=== INSTRUCTIONS FOR THE TASK ===
Write the next part of the article below on dying languages and the Rosetta Project, starting right after its final sentence.

=== EXTRACT TO READ ===
--------------------

The Language Map

Story Margaret Kwan

Like people, languages die too. Unlike people, however, languages cannot increase in numbers. It is true the number of speakers for a certain language may increase over time, but the total number of languages in the world decreases. “Within perhaps two generations, most of the languages in the world will die out,” says David Crystal in his book Language Death. To preserve the diversity and history associated with each language, the Rosetta Project seeks to archive all documented languages.

The Death Of Languages

Some languages die because of physical disasters, such as the 2004 tsunami in the Indian Ocean. We not only witnessed the loss of over 225,000 people, but also a variety of languages spoken across Asia. According to Ethnologue, a language inventory that developed a unique code for every language, Indonesia — one of the affected areas of the tsunami — has 742 languages. According to Crystal, eight languages in the world have over 100 million speakers: English, Mandarin, Spanish, Bengali, Hindi, Portuguese, Russian, and Japanese. Approximately 96 per cent of the world’s population speaks just four per cent of the world’s languages.

When people die, they take the languages they speak with them. Crystal says fewer than 50 per cent of the world’s languages are effectively passed on to the next generation. Some languages die without any documentation. He mentions a linguist, Bruce Connell, who witnessed the stark reality of endangered languages. During his fieldwork study in Cameroon in 1994–95, he came across the language of Kasabe, which had only one remaining speaker in the world. Connell went back to Cameroon in 1996 hoping to gather more linguistic data about Kasabe, but upon arrival discovered that the last speaker of Kasabe had passed away.

The Rosetta Project

The Rosetta Project attempts to prevent situations like Kasabe from happening. The Project is part of the Long Now Foundation, a private San Francisco-based organization that aims to foster long-term thinking. The Long Now Foundation writes years using five digits, such as 02007, instead of the conventional four.

“The Rosetta Project started as a desire to maintain long-term storage data using analog instead of digital,” explained Rosetta Project researcher and archivist JD Ross Leahy. Leahy said the Project team got together to brainstorm how they could use this idea, and decided that linguistics was a fitting subject. The team wanted to create a modern version of the Rosetta Stone, an ancient stone discovered in 1799 with inscriptions in Egyptian and Greek. The Rosetta Project team had initially thought there would be a database of languages available to begin with, but soon realized they had been wrong. “No one had ever tackled anything like this before,” said Leahy.


“Approximately 96 per cent of the world’s population speaks just four per cent of the world’s languages.”

When the Rosetta Project started in 2000, its initial goal was to archive 1,000 of the 7,000 documented languages in the world. Linguists, researchers, and organizations from around the world provide all language information. The Rosetta Project has a core team of 50 people, and also 2,500 volunteers around the world, according to Leahy. It also teams up with organizations such as the Endangered Language Fund, the National Science Digital Library, and the Linguist List. When the team surpassed 1,000 archived languages, they expanded their vision, aiming to document all of the world’s languages. They currently have an archive of over 2,300 languages around the world, which is the largest collection of linguistic data. Approximately 500 of these languages are from Pacific Rim countries.

--------------------

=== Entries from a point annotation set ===
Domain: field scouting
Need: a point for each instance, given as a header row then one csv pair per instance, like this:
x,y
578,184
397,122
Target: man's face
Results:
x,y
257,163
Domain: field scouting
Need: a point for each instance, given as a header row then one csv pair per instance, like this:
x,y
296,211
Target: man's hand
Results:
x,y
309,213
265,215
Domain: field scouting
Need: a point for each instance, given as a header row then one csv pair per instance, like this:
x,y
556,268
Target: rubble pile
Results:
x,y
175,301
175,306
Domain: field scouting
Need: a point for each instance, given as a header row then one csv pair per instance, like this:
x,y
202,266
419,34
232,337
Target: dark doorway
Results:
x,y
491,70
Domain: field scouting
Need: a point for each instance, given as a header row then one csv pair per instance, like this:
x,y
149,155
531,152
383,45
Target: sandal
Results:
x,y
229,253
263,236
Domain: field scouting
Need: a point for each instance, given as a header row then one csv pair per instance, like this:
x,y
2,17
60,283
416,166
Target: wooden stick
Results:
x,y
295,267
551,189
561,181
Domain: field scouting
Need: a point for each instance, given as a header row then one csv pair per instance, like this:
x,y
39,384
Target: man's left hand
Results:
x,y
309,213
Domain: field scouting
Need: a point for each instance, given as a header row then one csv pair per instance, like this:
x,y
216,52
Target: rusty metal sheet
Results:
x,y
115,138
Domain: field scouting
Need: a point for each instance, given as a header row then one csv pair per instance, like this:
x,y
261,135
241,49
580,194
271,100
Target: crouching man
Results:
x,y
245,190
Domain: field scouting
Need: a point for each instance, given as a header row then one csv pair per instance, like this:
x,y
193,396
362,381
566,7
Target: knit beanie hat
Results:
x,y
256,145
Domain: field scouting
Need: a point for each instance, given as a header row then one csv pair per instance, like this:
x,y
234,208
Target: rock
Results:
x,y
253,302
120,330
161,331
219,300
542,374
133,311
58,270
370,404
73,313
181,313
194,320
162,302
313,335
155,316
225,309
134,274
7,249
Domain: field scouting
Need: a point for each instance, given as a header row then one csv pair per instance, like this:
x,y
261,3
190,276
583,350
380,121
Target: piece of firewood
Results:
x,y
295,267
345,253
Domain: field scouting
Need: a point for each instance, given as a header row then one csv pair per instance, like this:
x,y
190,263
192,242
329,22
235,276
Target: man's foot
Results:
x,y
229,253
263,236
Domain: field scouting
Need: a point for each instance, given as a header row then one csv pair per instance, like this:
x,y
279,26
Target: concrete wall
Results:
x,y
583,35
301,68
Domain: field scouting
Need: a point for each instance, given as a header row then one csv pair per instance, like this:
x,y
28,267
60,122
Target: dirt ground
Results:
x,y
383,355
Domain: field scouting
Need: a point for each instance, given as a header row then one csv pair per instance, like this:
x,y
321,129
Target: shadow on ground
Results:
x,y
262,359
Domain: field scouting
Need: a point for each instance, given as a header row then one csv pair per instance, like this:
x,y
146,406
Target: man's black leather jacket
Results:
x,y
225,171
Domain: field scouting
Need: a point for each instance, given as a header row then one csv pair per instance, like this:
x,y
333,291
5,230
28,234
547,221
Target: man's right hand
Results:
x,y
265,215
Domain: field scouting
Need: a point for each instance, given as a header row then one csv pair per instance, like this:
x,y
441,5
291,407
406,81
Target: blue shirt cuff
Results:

--------------------

=== REPLY TO THE EXERCISE ===
The project aims to provide a space in which documents can be stored safely. The first priority of those involved with the Rosetta Project is to store documents in their online archive. Once they receive the original documents, they create digital copies and make several back-ups. The back-ups are stored either in the Stanford Library or in the University of Michigan Library. The archive, which is accessible from their website, organizes each language by country, language family, name, and data type. If searching the archive by language family, nodes are available to navigate up and down the language’s family tree. For example, clicking on the language family Sino-Tibetan brings up the nodes Chinese and Tibeto-Burman. Further down, clicking on the Chinese node reveals more information on several Chinese languages. This is useful for both linguists and curious minds alike to navigate within a language family. Surfing the online archive allows anyone to discover the similarities and differences between related languages.

According to the Rosetta Project’s website, the project strives to maintain an online archive in which each language contains meta-linguistic data, such as information on its orthography, and a map to show where the language is spoken. It aims to include grammatical descriptions, vocabularies, translations of texts, and media such as audio files.

In addition to the online archive, the Rosetta Project also keeps the archive on a physical disk known as the Rosetta Disk. The Rosetta Disk uses micro-etching technology to store 15,000 pages from the archive onto a physical disk. Micro-etching refers to an etching of metal samples for examination under the microscope. The idea of the Rosetta Disk using this technology is similar to using microform images to look at past newspaper articles in libraries. In order for newspaper articles to be legible to the reader, the flat sheets of microfiche need to be magnified at about 25 times. Microfiche has an estimated shelf life of 500 years. In comparison, the micro-etching technology used to produce the Rosetta Disk can last twice as long.

Side of Rosetta Disk container.

Archiving languages

The Rosetta Disk is uniquely designed; it is made of nickel, flat, and only three inches wide. Etched in a spiral fashion, the outer part of the disk holds a message written in the world’s eight major languages. In English, it reads, “Languages of the world: This is an archive of over 1,000 human languages assembled in the year 02000 C.E. Magnify 1,000 times to find over 15,000 pages of language documentation.” Each message begins at human-eye legibility and becomes smaller as it spirals down.

At the centre of the disk is a globe, and then the pages (at 0.019 inches wide) form rings around the globe. Each page contains information on individual languages, just like the online archive. “All digital information is etched onto a small disc as analog information, and people can see it using a microscope instead of relying on a computer device,” says Leahy. A four-inch spherical container separated into two hemispheres protects the disk. The top hemisphere is made from optical glass, which magnifies at six times. The bottom hemisphere, made of stainless steel, has a cylinder that contains a ribbon. On the ribbon, the disk owner may have names and personal messages etched. This feature adds to the uniqueness of the disk, especially when it is passed through generations. Copies of the Rosetta Disk can be obtained by making a $25,000 donation to the Rosetta Project.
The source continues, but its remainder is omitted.